▶ Listed entries
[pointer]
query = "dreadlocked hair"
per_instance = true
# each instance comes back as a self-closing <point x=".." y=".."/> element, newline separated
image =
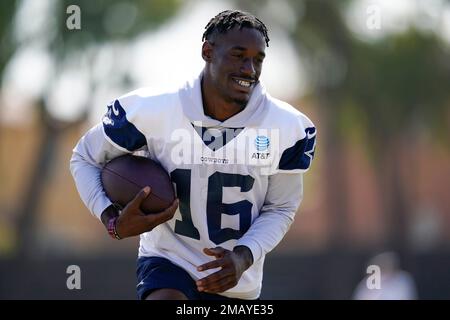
<point x="228" y="19"/>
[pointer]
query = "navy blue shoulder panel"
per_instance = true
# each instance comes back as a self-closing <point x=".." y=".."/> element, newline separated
<point x="120" y="130"/>
<point x="300" y="155"/>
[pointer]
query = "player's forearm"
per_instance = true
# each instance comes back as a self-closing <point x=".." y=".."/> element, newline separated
<point x="88" y="183"/>
<point x="283" y="198"/>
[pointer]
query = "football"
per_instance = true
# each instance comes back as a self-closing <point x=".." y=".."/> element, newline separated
<point x="123" y="177"/>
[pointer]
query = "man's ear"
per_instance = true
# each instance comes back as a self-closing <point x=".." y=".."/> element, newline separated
<point x="207" y="51"/>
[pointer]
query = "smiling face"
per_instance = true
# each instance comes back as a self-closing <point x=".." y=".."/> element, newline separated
<point x="234" y="62"/>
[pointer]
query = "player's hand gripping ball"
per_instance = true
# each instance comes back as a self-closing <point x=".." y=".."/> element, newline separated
<point x="124" y="176"/>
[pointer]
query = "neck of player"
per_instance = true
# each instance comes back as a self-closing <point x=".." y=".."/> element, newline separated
<point x="214" y="105"/>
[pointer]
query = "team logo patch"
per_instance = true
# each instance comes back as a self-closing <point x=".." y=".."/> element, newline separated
<point x="262" y="143"/>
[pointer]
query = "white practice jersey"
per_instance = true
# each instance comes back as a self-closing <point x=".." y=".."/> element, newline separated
<point x="239" y="181"/>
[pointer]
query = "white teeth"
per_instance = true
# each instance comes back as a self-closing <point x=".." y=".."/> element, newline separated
<point x="244" y="83"/>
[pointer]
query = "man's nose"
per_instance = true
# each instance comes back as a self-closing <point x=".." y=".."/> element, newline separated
<point x="248" y="68"/>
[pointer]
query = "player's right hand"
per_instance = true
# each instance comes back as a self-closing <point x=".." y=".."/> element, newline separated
<point x="133" y="221"/>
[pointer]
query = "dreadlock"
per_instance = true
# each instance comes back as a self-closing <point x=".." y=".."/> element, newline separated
<point x="228" y="19"/>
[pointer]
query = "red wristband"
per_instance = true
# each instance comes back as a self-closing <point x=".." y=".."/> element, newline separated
<point x="112" y="228"/>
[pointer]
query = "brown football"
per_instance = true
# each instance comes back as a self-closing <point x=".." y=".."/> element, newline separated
<point x="124" y="176"/>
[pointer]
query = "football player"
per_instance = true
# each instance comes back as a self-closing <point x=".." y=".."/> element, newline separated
<point x="236" y="157"/>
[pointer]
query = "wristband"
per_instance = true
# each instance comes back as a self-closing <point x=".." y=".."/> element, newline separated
<point x="112" y="228"/>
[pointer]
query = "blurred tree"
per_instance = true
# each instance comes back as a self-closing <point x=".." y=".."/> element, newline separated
<point x="102" y="22"/>
<point x="383" y="92"/>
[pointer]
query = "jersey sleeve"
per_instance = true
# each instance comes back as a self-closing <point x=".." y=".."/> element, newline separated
<point x="299" y="147"/>
<point x="116" y="135"/>
<point x="119" y="125"/>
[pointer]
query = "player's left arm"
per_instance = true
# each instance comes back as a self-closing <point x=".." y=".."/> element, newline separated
<point x="282" y="200"/>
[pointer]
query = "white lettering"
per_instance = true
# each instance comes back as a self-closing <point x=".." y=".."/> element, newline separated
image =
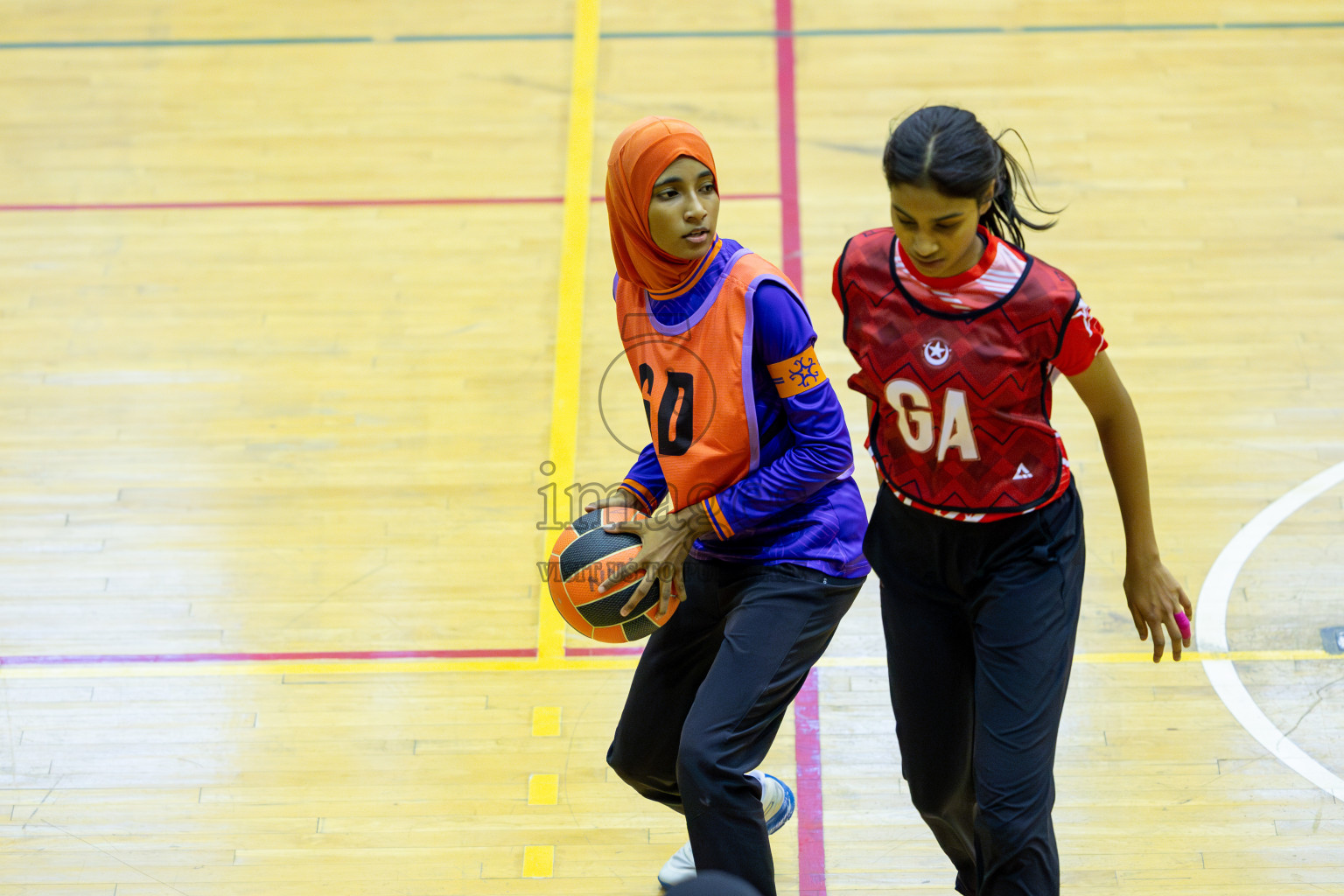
<point x="956" y="427"/>
<point x="915" y="422"/>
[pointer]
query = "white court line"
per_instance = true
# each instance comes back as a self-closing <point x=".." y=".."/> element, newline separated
<point x="1211" y="630"/>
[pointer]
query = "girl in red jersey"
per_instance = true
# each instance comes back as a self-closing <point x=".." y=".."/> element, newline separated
<point x="762" y="536"/>
<point x="977" y="536"/>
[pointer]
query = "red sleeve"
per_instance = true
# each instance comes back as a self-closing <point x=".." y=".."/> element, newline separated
<point x="1085" y="339"/>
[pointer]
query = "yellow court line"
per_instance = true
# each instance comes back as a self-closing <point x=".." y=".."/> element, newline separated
<point x="569" y="326"/>
<point x="553" y="664"/>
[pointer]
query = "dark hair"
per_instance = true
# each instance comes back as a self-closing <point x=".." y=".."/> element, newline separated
<point x="950" y="150"/>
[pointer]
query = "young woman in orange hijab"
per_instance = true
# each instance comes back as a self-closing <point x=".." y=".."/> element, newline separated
<point x="762" y="529"/>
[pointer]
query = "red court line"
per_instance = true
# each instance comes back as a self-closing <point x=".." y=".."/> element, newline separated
<point x="263" y="657"/>
<point x="321" y="203"/>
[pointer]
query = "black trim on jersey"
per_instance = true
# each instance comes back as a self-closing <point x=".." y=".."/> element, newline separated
<point x="955" y="316"/>
<point x="843" y="298"/>
<point x="1063" y="329"/>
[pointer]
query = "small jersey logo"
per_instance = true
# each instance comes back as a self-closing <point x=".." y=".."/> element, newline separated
<point x="937" y="352"/>
<point x="805" y="373"/>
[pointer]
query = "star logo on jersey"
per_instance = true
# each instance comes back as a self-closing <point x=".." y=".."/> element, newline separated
<point x="937" y="352"/>
<point x="804" y="373"/>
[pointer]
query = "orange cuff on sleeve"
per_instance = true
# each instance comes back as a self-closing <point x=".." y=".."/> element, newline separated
<point x="641" y="494"/>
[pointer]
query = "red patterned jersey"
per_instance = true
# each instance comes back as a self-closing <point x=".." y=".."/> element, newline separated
<point x="958" y="373"/>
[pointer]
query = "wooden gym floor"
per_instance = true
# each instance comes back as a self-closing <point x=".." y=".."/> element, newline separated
<point x="305" y="326"/>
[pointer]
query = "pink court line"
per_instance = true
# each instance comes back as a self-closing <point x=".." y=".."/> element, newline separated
<point x="265" y="657"/>
<point x="324" y="203"/>
<point x="807" y="757"/>
<point x="788" y="116"/>
<point x="602" y="652"/>
<point x="807" y="718"/>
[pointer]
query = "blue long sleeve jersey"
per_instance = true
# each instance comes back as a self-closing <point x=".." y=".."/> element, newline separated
<point x="800" y="506"/>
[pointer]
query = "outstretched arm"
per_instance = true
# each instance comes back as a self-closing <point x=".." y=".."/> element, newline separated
<point x="1151" y="590"/>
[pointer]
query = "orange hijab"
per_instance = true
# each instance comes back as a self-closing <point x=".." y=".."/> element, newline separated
<point x="639" y="156"/>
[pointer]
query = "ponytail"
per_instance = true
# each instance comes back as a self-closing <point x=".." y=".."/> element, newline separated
<point x="950" y="150"/>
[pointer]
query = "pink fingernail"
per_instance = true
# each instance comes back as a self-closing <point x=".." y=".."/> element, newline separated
<point x="1183" y="624"/>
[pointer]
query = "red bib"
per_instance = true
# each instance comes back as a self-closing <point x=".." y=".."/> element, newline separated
<point x="962" y="396"/>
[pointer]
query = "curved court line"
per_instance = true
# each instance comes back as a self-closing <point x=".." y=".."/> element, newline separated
<point x="1211" y="630"/>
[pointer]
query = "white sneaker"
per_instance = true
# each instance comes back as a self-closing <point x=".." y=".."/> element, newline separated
<point x="677" y="870"/>
<point x="777" y="803"/>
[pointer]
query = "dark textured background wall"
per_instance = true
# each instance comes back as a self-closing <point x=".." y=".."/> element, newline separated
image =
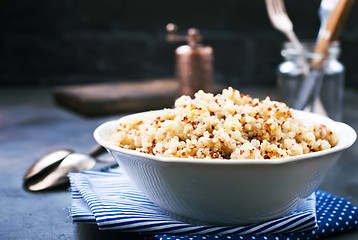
<point x="56" y="42"/>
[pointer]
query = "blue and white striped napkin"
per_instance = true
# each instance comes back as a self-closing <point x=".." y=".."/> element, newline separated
<point x="111" y="200"/>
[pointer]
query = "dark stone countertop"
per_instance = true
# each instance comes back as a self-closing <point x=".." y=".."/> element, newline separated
<point x="31" y="125"/>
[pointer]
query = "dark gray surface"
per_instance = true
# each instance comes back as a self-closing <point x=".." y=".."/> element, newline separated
<point x="31" y="126"/>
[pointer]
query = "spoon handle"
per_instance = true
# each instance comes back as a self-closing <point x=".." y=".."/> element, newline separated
<point x="332" y="30"/>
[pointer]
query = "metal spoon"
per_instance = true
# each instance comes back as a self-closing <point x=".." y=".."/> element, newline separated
<point x="52" y="169"/>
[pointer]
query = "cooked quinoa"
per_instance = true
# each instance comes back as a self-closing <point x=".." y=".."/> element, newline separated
<point x="230" y="125"/>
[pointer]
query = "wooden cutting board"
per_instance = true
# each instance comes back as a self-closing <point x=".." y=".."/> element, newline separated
<point x="116" y="98"/>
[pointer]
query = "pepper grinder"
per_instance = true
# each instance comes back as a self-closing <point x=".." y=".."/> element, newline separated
<point x="194" y="62"/>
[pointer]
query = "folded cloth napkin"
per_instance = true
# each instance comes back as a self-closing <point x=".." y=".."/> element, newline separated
<point x="112" y="201"/>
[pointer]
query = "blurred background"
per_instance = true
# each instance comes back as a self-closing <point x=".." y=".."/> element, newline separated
<point x="64" y="42"/>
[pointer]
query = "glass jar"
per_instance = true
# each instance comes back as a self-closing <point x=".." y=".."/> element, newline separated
<point x="290" y="75"/>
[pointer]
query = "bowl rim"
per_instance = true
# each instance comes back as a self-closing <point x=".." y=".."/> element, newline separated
<point x="346" y="137"/>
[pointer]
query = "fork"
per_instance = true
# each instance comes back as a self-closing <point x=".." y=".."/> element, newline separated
<point x="324" y="11"/>
<point x="280" y="20"/>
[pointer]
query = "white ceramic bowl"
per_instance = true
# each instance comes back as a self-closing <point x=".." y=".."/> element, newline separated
<point x="228" y="192"/>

▶ Assigned task
Among the entries above, how many lines have the string "spoon" in them? Only the number should be given.

▶ Output of the exercise
2